### What you are asked to do
Please pull out every line below that contains the string "sample", copying each one in full.

### Provided information

-*-*-

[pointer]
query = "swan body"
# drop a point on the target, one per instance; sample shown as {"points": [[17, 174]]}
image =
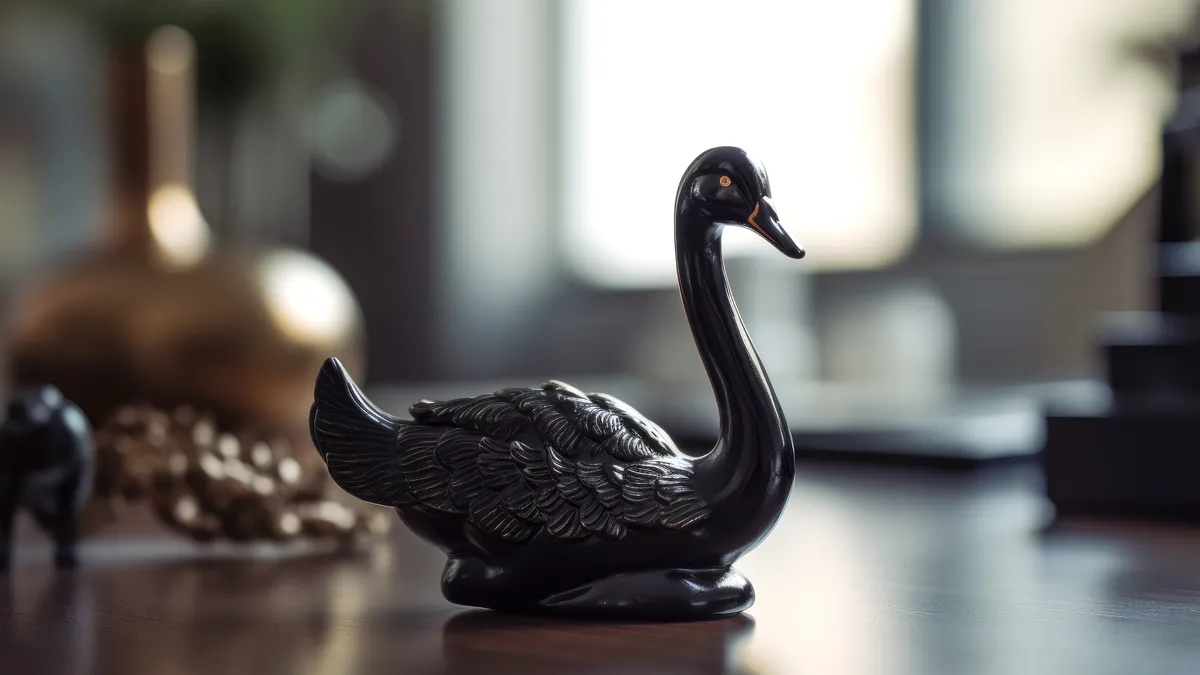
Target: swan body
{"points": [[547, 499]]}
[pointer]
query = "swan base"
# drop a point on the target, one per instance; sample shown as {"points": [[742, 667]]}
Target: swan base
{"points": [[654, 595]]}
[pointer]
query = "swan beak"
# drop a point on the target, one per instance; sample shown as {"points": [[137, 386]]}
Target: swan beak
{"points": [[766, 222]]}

-*-*-

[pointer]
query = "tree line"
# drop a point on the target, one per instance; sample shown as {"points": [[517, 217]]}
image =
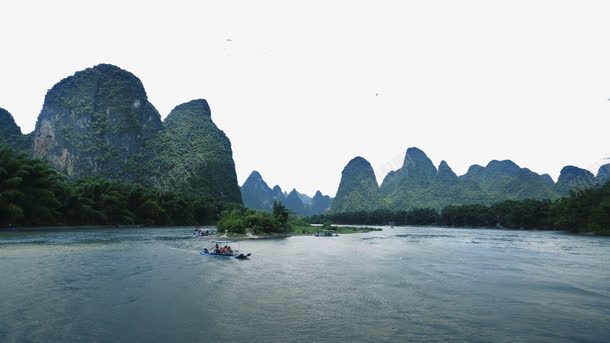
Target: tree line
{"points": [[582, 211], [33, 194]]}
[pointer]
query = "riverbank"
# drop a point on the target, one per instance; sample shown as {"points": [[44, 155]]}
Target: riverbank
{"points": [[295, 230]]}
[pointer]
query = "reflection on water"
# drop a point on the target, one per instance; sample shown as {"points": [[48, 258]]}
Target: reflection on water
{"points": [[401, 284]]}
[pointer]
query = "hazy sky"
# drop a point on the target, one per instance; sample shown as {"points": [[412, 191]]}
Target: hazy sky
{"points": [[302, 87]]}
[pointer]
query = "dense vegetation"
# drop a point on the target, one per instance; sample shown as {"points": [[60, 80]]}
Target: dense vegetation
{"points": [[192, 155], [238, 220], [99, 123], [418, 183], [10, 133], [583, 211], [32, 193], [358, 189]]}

-*-*-

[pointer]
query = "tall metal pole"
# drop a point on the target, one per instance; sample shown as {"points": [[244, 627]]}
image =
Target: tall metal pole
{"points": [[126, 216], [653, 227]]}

-*-*-

### Exercise answer
# drop a point on the target, one per instance; sample shown as {"points": [[17, 174]]}
# drop a point on the target, one per instance; sample shown as {"points": [[742, 667]]}
# drop a point on the target, one per instance; sample shown as {"points": [[137, 386]]}
# drop a point on the target, one per instance; sample shown as {"points": [[517, 217]]}
# drop a point on the target, one per instance; sample shown as {"points": [[44, 155]]}
# drop a point on the target, one per instance; sample shown as {"points": [[48, 258]]}
# drop a point on the target, one per instance; sample shown as {"points": [[412, 191]]}
# drop a point on the target, one per instance; sample shown as {"points": [[60, 80]]}
# drop a point on the target, one per instance; sample shown as {"points": [[244, 627]]}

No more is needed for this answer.